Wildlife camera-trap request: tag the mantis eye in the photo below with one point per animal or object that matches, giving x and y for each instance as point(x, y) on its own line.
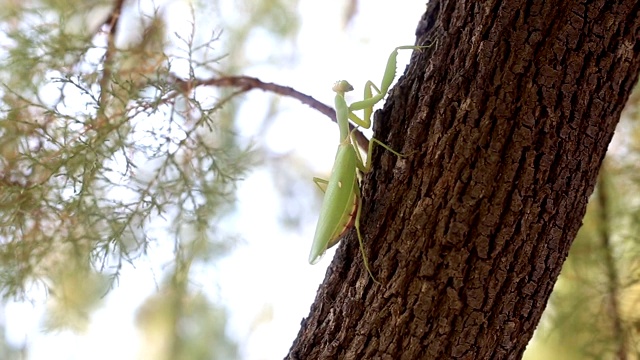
point(342, 86)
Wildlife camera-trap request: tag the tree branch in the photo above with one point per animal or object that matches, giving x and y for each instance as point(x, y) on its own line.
point(247, 83)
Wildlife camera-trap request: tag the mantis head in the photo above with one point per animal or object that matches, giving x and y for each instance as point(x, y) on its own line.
point(342, 87)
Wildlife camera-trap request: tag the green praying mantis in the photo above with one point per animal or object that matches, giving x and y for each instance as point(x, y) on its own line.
point(342, 200)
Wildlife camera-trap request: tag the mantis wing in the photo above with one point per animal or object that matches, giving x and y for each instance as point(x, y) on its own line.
point(340, 202)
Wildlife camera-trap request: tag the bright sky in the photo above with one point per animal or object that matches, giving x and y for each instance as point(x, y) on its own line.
point(280, 283)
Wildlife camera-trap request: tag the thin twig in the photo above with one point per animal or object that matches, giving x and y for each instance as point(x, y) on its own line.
point(247, 83)
point(113, 20)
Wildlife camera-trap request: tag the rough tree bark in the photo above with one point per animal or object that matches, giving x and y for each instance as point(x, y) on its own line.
point(509, 115)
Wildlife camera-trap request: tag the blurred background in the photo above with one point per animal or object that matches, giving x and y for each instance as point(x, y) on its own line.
point(138, 221)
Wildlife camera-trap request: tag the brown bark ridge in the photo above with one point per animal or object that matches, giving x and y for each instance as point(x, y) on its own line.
point(508, 117)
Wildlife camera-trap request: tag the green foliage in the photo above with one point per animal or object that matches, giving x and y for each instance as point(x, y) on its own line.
point(99, 146)
point(593, 312)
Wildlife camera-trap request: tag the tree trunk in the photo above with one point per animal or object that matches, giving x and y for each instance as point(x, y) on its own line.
point(506, 119)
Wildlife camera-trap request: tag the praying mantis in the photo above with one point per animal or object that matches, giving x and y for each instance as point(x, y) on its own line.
point(342, 200)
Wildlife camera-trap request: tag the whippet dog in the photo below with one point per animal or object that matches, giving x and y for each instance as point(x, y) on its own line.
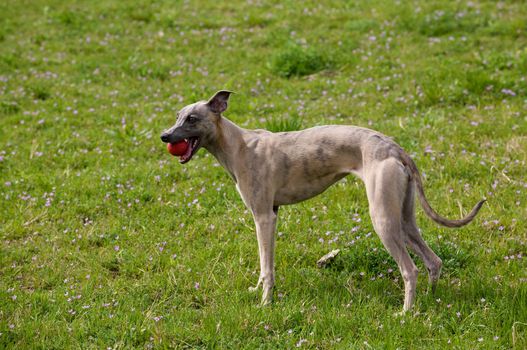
point(274, 169)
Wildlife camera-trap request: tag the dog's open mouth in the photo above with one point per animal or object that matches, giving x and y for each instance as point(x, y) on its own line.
point(193, 145)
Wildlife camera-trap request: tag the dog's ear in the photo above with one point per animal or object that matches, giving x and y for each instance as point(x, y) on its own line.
point(218, 102)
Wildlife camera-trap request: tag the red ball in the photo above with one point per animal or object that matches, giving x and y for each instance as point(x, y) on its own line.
point(177, 149)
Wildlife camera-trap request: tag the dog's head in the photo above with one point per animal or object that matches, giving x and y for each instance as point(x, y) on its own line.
point(197, 124)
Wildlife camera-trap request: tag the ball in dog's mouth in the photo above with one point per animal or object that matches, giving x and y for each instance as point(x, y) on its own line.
point(185, 149)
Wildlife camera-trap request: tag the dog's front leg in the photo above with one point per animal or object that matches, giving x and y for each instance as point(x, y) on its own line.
point(265, 229)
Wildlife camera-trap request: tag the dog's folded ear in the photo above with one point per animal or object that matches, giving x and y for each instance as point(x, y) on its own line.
point(218, 102)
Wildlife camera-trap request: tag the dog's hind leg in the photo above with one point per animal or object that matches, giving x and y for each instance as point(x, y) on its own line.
point(386, 186)
point(415, 241)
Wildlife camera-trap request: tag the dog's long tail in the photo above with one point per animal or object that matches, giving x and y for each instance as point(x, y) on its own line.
point(426, 206)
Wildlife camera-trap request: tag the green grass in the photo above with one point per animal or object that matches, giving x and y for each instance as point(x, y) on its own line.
point(106, 241)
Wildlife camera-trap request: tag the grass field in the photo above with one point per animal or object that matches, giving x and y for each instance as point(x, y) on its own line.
point(107, 242)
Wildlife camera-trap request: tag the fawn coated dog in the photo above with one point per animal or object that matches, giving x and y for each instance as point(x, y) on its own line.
point(274, 169)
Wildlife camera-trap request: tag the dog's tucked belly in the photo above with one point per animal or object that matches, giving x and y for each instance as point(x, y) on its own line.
point(297, 191)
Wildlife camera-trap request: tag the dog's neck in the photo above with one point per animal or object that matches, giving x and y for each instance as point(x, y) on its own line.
point(228, 144)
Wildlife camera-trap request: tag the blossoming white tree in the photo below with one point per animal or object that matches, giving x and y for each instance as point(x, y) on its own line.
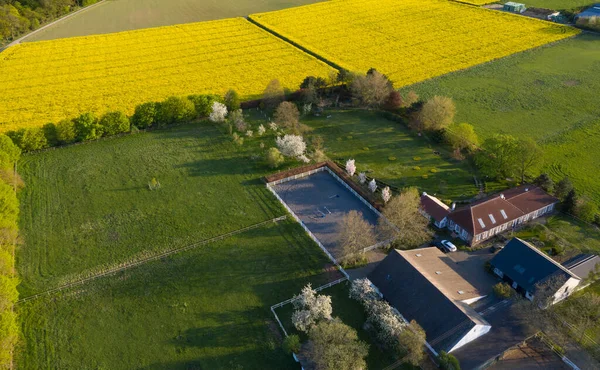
point(372, 186)
point(219, 112)
point(362, 291)
point(386, 194)
point(362, 177)
point(310, 308)
point(261, 130)
point(350, 167)
point(291, 145)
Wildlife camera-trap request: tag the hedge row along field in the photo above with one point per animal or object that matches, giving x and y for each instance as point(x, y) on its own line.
point(52, 80)
point(411, 40)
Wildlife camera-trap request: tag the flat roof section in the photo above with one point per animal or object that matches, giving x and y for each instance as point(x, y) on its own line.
point(442, 272)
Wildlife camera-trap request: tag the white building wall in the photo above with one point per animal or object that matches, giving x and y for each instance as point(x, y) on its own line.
point(476, 332)
point(566, 290)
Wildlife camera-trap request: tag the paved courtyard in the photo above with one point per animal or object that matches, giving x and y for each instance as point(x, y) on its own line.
point(320, 201)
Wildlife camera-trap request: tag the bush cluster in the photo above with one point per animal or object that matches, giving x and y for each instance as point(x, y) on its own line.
point(9, 214)
point(88, 127)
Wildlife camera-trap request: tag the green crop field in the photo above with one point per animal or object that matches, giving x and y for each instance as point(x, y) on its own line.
point(89, 205)
point(203, 309)
point(124, 15)
point(388, 151)
point(549, 94)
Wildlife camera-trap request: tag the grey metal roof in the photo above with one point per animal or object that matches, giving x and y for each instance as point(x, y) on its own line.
point(582, 264)
point(526, 265)
point(416, 298)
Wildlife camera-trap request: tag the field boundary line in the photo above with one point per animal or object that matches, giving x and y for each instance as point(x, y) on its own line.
point(155, 257)
point(67, 16)
point(294, 44)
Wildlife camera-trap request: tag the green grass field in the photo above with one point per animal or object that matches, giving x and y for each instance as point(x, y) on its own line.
point(89, 205)
point(548, 94)
point(387, 151)
point(203, 309)
point(123, 15)
point(352, 314)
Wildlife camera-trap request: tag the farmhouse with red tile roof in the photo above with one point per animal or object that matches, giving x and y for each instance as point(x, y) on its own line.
point(481, 220)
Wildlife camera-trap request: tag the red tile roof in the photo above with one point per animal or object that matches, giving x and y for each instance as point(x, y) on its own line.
point(499, 209)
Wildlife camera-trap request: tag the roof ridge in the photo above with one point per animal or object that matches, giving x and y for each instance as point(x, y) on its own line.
point(532, 247)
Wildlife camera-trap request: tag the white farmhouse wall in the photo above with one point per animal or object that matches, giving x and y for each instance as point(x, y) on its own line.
point(476, 332)
point(566, 290)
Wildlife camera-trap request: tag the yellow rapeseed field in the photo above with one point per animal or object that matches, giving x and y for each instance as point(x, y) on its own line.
point(409, 40)
point(51, 80)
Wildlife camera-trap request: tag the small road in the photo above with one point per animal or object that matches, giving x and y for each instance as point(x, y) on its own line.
point(20, 39)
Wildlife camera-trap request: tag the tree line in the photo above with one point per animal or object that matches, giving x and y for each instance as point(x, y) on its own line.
point(89, 127)
point(20, 17)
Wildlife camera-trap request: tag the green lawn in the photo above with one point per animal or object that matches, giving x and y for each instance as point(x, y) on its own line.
point(207, 308)
point(549, 94)
point(387, 151)
point(352, 314)
point(89, 205)
point(124, 15)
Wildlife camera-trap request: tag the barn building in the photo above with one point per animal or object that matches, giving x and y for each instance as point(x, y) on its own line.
point(526, 269)
point(421, 286)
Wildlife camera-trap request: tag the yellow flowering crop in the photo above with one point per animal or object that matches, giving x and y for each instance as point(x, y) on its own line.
point(48, 81)
point(409, 40)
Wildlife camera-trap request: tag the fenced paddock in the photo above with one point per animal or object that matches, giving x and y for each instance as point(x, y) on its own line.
point(320, 199)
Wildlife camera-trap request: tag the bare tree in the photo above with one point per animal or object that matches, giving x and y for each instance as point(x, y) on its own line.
point(355, 234)
point(273, 95)
point(371, 90)
point(409, 227)
point(287, 115)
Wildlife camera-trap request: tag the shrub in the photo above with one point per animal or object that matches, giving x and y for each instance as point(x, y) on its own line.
point(503, 290)
point(11, 152)
point(65, 131)
point(114, 123)
point(232, 100)
point(174, 110)
point(144, 115)
point(86, 127)
point(291, 344)
point(274, 158)
point(203, 104)
point(29, 139)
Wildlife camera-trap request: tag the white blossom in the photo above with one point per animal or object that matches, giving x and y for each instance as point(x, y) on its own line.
point(351, 167)
point(386, 194)
point(291, 145)
point(307, 108)
point(362, 291)
point(362, 177)
point(372, 186)
point(303, 158)
point(219, 112)
point(310, 308)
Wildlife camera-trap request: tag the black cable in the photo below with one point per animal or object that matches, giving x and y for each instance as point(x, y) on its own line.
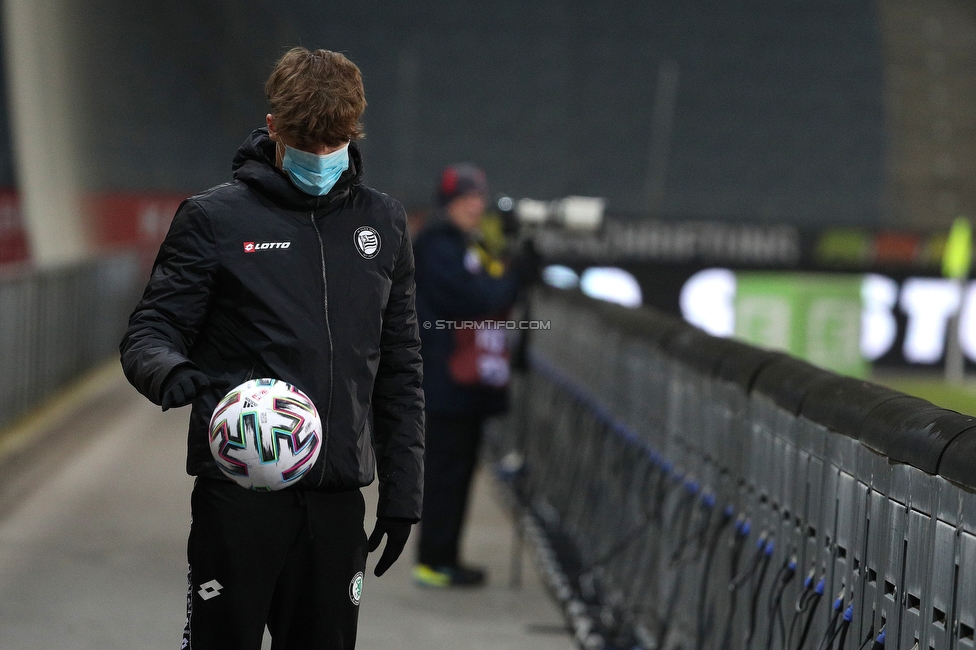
point(707, 503)
point(742, 530)
point(742, 578)
point(844, 627)
point(832, 629)
point(801, 605)
point(754, 607)
point(784, 576)
point(815, 601)
point(842, 642)
point(867, 639)
point(692, 488)
point(704, 627)
point(879, 642)
point(672, 600)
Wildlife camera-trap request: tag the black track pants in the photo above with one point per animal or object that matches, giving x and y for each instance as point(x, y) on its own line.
point(450, 457)
point(293, 560)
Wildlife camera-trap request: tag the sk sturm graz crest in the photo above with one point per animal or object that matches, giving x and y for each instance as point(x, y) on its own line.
point(367, 242)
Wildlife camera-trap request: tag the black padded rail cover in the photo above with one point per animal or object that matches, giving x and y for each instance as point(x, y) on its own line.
point(743, 363)
point(958, 462)
point(843, 404)
point(701, 351)
point(651, 325)
point(788, 380)
point(648, 324)
point(914, 431)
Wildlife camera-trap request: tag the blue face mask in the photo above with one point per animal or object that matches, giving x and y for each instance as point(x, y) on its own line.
point(312, 173)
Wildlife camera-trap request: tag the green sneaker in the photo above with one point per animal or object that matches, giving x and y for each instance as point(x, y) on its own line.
point(443, 577)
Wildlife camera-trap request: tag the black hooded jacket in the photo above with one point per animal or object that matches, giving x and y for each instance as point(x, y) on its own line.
point(258, 279)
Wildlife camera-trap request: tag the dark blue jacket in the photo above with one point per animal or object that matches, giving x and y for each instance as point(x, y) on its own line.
point(313, 310)
point(448, 291)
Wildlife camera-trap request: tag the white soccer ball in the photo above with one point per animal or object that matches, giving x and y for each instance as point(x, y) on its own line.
point(265, 434)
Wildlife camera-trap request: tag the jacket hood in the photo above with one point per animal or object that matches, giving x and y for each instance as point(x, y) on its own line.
point(254, 164)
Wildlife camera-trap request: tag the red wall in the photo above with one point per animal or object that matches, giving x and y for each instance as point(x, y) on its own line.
point(116, 220)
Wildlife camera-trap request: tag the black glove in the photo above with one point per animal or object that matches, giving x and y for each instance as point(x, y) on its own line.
point(183, 384)
point(397, 531)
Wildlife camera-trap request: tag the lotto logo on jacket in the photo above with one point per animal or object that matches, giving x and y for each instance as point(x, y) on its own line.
point(251, 247)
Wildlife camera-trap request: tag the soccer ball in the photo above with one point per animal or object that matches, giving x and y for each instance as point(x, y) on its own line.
point(265, 434)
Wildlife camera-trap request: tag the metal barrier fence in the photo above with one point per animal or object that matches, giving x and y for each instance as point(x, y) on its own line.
point(57, 323)
point(693, 492)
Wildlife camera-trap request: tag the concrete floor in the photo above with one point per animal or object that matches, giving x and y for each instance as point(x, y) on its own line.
point(92, 548)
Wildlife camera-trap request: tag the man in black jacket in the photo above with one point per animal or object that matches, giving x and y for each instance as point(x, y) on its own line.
point(294, 271)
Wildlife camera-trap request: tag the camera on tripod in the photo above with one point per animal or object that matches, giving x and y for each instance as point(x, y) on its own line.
point(573, 213)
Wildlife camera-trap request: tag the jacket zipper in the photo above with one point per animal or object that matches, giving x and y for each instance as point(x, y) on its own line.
point(328, 330)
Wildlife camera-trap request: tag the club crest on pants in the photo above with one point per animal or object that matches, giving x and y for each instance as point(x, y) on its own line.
point(356, 588)
point(367, 242)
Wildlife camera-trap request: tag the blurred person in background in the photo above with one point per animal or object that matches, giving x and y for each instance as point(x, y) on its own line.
point(461, 279)
point(296, 271)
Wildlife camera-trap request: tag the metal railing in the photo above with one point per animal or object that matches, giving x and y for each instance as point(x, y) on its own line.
point(694, 492)
point(55, 324)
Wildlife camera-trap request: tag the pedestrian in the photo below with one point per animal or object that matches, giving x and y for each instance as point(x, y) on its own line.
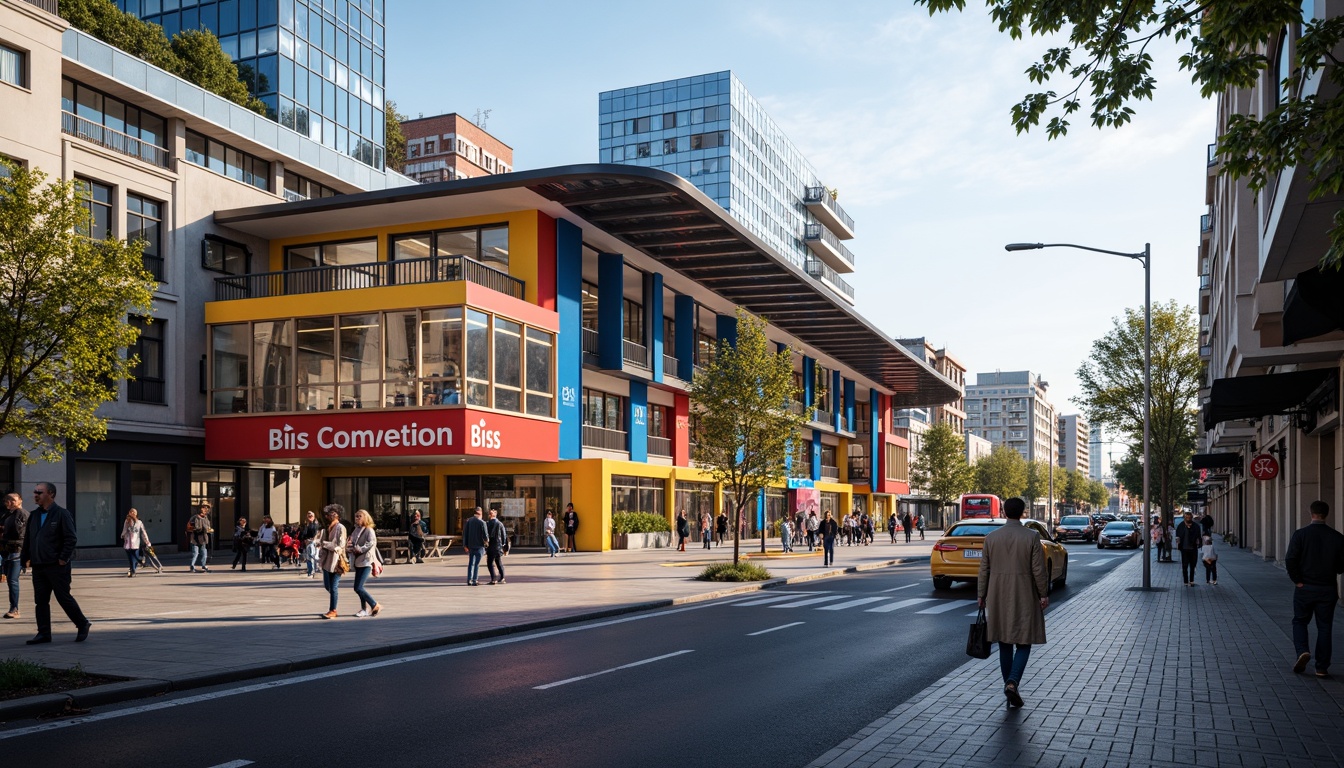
point(475, 540)
point(15, 525)
point(198, 535)
point(1210, 556)
point(269, 537)
point(1315, 560)
point(549, 526)
point(1188, 541)
point(571, 526)
point(133, 538)
point(49, 544)
point(243, 538)
point(415, 534)
point(363, 552)
point(308, 535)
point(331, 542)
point(497, 546)
point(829, 530)
point(1014, 593)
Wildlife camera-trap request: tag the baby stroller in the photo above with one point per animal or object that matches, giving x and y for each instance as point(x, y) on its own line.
point(149, 557)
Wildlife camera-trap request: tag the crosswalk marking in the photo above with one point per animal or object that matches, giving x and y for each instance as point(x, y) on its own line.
point(898, 605)
point(949, 605)
point(851, 603)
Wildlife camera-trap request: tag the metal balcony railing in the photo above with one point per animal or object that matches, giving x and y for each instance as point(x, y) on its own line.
point(604, 439)
point(371, 275)
point(114, 140)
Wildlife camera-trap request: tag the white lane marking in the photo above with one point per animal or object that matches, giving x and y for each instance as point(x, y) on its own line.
point(612, 670)
point(811, 601)
point(852, 603)
point(773, 628)
point(898, 605)
point(949, 605)
point(297, 679)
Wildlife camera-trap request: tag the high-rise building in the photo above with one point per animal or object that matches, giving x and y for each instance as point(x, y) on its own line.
point(710, 131)
point(316, 65)
point(1011, 408)
point(448, 147)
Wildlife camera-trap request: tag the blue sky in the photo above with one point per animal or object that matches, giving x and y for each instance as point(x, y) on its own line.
point(907, 116)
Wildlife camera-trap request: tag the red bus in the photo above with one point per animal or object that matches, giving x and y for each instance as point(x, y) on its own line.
point(981, 506)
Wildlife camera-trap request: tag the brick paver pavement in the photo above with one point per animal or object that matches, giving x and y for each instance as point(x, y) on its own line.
point(1110, 687)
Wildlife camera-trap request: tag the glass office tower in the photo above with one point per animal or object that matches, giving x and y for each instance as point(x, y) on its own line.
point(711, 131)
point(316, 63)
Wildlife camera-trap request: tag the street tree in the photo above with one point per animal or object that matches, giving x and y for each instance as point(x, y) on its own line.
point(747, 433)
point(1003, 472)
point(940, 467)
point(1112, 384)
point(63, 308)
point(1102, 58)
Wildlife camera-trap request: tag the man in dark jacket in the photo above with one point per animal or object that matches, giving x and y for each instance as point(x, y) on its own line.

» **Exercise requirements**
Your task is to write out, exactly, the line that contains "Wildlife camera-trap request: tag the glass" and each line after it to the end of the data, with no other lines.

» **Response to this task**
Wildlife camera-trap request: tag the glass office tower in the photo above with one point per animal or object that matches, giving x and y for each instance as point(x, y) on its own line.
point(711, 131)
point(316, 63)
Wildlife camera-trap request: tag the street tree in the photo above with one point per animal or object that matches, giving x and y for each instance as point(x, y) on its own line.
point(747, 433)
point(1003, 472)
point(940, 467)
point(1112, 384)
point(63, 308)
point(1102, 58)
Wildlife camera-trap request: tag the man in dark jacket in the photo above with one point per animal or object that matches, giving x and y for each instance as point(x, y) on its own line.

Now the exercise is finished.